Written exercise:
Arrange the stretch of the data below, from the line containing "Reviewer note: confirm that every instance of the mandarin" through the last line of the data, as a Markdown table with the columns Row and Line. Number each line in order and leave out any blank lines.
>> Begin Supplied data
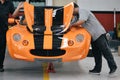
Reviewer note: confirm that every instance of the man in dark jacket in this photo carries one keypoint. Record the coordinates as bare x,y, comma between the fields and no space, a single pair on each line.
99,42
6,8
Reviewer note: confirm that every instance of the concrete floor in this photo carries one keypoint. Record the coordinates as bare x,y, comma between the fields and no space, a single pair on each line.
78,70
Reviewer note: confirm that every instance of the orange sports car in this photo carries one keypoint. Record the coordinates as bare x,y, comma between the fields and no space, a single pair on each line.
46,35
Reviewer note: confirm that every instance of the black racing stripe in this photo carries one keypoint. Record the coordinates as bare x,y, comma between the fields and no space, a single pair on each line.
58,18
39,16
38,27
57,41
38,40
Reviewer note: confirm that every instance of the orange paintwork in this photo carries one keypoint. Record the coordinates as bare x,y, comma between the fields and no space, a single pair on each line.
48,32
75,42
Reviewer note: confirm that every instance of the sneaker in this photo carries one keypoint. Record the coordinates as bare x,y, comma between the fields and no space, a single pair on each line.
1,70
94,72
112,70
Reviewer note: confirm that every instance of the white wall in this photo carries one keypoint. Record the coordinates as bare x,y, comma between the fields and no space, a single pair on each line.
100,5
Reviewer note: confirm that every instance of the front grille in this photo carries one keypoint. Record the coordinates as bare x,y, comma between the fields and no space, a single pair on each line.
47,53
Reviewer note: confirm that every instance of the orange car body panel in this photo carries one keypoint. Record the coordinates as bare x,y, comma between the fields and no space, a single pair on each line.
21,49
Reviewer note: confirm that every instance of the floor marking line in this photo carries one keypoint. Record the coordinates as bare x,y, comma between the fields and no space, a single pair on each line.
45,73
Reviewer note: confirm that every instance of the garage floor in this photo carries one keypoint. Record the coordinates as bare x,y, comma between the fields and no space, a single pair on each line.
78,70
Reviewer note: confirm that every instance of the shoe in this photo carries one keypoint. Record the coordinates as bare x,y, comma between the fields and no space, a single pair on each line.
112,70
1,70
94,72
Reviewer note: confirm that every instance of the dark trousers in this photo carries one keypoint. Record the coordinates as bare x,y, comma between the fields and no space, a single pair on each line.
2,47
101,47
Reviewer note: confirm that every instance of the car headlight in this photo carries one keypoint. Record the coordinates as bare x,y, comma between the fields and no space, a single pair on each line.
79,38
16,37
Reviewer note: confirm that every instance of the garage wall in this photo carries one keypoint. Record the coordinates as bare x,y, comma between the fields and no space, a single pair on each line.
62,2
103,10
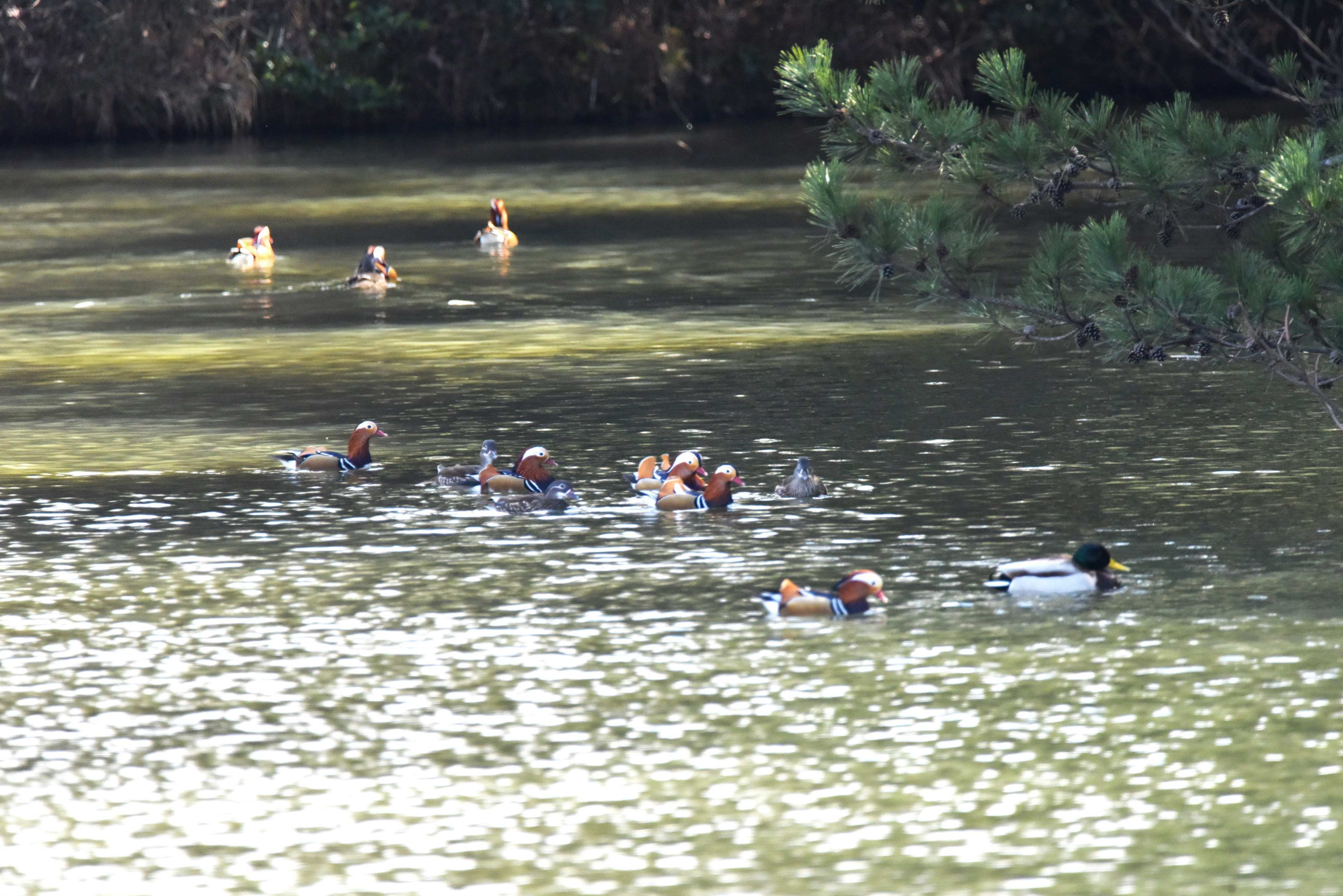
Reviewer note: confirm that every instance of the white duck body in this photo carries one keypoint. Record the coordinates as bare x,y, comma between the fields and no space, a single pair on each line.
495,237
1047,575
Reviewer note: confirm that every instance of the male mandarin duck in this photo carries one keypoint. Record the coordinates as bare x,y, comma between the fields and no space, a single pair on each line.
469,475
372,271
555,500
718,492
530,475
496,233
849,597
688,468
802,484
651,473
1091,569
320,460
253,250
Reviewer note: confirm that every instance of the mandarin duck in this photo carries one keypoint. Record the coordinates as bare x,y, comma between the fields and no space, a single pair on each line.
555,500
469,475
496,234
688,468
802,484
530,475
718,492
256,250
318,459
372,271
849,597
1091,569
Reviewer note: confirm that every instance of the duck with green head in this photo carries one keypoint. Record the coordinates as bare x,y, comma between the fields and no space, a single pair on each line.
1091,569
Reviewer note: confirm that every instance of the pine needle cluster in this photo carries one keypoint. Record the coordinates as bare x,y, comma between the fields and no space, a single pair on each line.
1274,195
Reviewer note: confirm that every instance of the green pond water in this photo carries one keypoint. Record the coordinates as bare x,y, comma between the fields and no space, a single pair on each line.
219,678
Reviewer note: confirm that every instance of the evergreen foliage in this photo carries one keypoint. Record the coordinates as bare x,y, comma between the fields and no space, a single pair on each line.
>> End Supplied data
Exercise solution:
| Row | Line |
|---|---|
| 1 | Reviewer note: confirm that every instance of the mandarin duck in this photo carries one keypoint. Record the coordinates as bare x,y, comma between the fields and no space, a single pair on each line. |
| 2 | 555,500 |
| 3 | 469,475 |
| 4 | 496,234 |
| 5 | 688,468 |
| 6 | 802,484 |
| 7 | 530,475 |
| 8 | 718,492 |
| 9 | 256,250 |
| 10 | 318,459 |
| 11 | 372,271 |
| 12 | 849,597 |
| 13 | 1091,569 |
| 14 | Reviewer note: confirm that every instance of the duck with green head in this photo carries one keypoint. Record the coordinates as bare x,y, comma between the fields and no space, a single pair on each line. |
| 15 | 1091,569 |
| 16 | Reviewer note: confirm that every instance of the pine needle cluster in this photo carries one keypoint. Record the coordinates as bare x,y, comma between the fields and no space, a single pair on each line. |
| 17 | 1274,195 |
| 18 | Reviewer note: confirm that every instance of the green pond water in this photo carries one keypoint. Record the coordinates as bare x,y, comma between the fields and no space, a single pair on each line. |
| 19 | 219,678 |
| 20 | Reviewer note: confirm that every instance of the evergreen foliage in this photo carries one keypoint. Record the coordinates as bare x,y, comma between the fields and no space, a single pair on each line. |